> EXPLORE THE MATERIAL
A. In the Snaps no. 91 excerpt, write out the passage from "On couch, left" up to and including "Walter D. Hines.", substituting "In front" for "Seated".
B. List everyone the Snaps no. 91 excerpt places on the couch in the photograph.

> EXCERPT
•••••

Snaps, no. 91: At home with friends, Los Angeles, 1950s.

Two of Walter S. and Sarah Dortch Hines‘ children migrated to Los Angeles, California, where they joined the city’s emerging mid-century Black high society. Elizabeth “Scottie” Hines Eason and her Texas-born husband Newell Eason were educators. Eason grew up in Los Angeles and attended UCLA and, after several years teaching at Shaw University in Raleigh, took his family back to California just after World War II. Scottie Eason’s brother Walter D. Hines and his wife Cadence Baker Hines, who met in Michigan, arrived in the late 1940s. Their friend, lawyer Walter Gordon, left a trove of photographs that captured the era, including this one:

On couch, left to right: Kenneth Levy, Honore Levy, Newell Eason, Scottie Hines Eason, Dr. Arthur Mitchell, Gloria Mitchell. Seated: Clara Gordon, unidentified girl, Cadence Hines, and Dr. Walter D. Hines.

•••••

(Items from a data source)
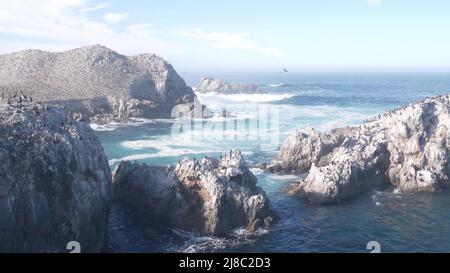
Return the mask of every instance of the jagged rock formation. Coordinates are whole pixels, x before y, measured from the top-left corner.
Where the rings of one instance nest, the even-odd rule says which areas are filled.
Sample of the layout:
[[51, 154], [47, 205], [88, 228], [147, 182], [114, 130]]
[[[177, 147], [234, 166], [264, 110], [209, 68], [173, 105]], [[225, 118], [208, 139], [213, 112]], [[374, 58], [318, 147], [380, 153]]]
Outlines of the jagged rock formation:
[[263, 93], [255, 84], [224, 82], [210, 77], [201, 78], [195, 87], [195, 91], [200, 93], [217, 92], [223, 94]]
[[[450, 95], [410, 104], [351, 131], [326, 133], [328, 139], [336, 140], [335, 144], [344, 140], [331, 153], [323, 153], [324, 158], [310, 156], [311, 162], [305, 161], [311, 164], [308, 176], [291, 185], [288, 192], [315, 203], [332, 203], [386, 184], [401, 192], [450, 186]], [[288, 156], [285, 151], [293, 151], [300, 158], [309, 155], [313, 149], [304, 143], [315, 143], [316, 139], [315, 135], [305, 136], [296, 142], [298, 145], [294, 143], [294, 148], [288, 141], [280, 157]], [[306, 163], [298, 165], [299, 169], [303, 170]]]
[[114, 198], [158, 223], [223, 235], [273, 219], [269, 200], [240, 152], [220, 160], [185, 159], [172, 167], [123, 161], [113, 174]]
[[0, 252], [105, 244], [111, 171], [97, 137], [65, 111], [0, 98]]
[[172, 65], [153, 54], [123, 56], [95, 45], [61, 53], [0, 56], [0, 93], [64, 105], [96, 123], [169, 118], [195, 94]]

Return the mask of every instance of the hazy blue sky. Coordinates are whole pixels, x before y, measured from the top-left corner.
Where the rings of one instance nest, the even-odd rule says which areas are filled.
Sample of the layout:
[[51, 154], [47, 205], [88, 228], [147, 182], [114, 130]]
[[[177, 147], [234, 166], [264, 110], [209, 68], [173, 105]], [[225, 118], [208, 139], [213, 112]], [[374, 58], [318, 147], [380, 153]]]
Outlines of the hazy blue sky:
[[0, 0], [0, 51], [103, 44], [179, 71], [450, 71], [448, 0]]

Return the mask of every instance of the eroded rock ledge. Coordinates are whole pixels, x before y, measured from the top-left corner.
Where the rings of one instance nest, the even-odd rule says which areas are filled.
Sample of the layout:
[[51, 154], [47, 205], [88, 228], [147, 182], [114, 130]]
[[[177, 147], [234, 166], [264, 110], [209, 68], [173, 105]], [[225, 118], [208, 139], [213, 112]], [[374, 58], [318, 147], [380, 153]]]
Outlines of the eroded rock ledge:
[[401, 192], [448, 188], [450, 95], [412, 103], [358, 127], [294, 134], [274, 166], [285, 171], [311, 166], [288, 192], [314, 203], [340, 202], [389, 184]]
[[27, 96], [0, 98], [0, 252], [105, 247], [111, 170], [88, 124]]
[[199, 93], [217, 92], [221, 94], [254, 94], [264, 93], [257, 85], [251, 83], [224, 82], [222, 80], [203, 77], [195, 87]]
[[113, 180], [114, 198], [141, 215], [205, 235], [239, 227], [255, 231], [274, 217], [240, 152], [219, 160], [185, 159], [169, 167], [122, 161]]

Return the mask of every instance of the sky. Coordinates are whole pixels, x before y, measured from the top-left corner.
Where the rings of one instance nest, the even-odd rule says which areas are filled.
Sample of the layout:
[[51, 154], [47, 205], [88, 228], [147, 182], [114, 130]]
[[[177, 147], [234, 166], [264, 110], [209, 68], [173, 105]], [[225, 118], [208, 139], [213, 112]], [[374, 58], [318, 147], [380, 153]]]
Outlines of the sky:
[[92, 44], [186, 72], [449, 72], [450, 1], [0, 0], [0, 53]]

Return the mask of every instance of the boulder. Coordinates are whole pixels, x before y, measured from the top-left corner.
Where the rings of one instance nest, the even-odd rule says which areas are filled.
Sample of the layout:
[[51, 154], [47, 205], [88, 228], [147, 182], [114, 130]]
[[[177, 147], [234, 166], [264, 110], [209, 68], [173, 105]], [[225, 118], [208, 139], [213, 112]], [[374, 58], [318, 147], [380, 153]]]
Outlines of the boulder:
[[27, 96], [0, 99], [0, 252], [105, 247], [111, 171], [88, 124]]
[[296, 155], [284, 160], [302, 164], [286, 166], [304, 170], [311, 164], [308, 176], [288, 191], [323, 204], [389, 184], [400, 192], [429, 192], [450, 186], [450, 95], [390, 111], [352, 131], [336, 136], [344, 141], [319, 163], [320, 156], [304, 156], [316, 151], [314, 145], [288, 141], [281, 150]]

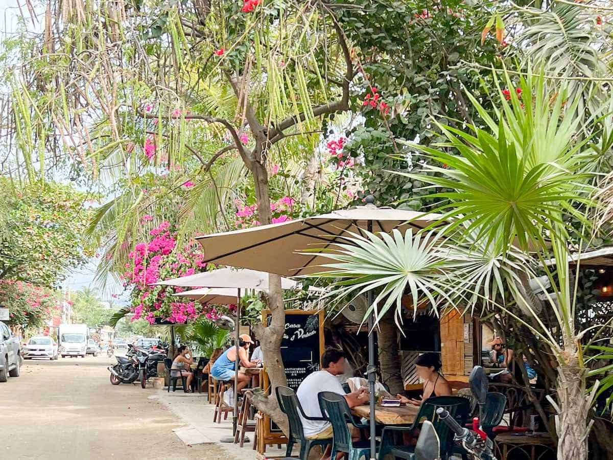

•••••

> REPLIES
A.
On couch, left to right: Kenneth Levy, Honore Levy, Newell Eason, Scottie Hines Eason, Dr. Arthur Mitchell, Gloria Mitchell. In front: Clara Gordon, unidentified girl, Cadence Hines, and Dr. Walter D. Hines.

B. Kenneth Levy, Honore Levy, Newell Eason, Scottie Hines Eason, Dr. Arthur Mitchell, Gloria Mitchell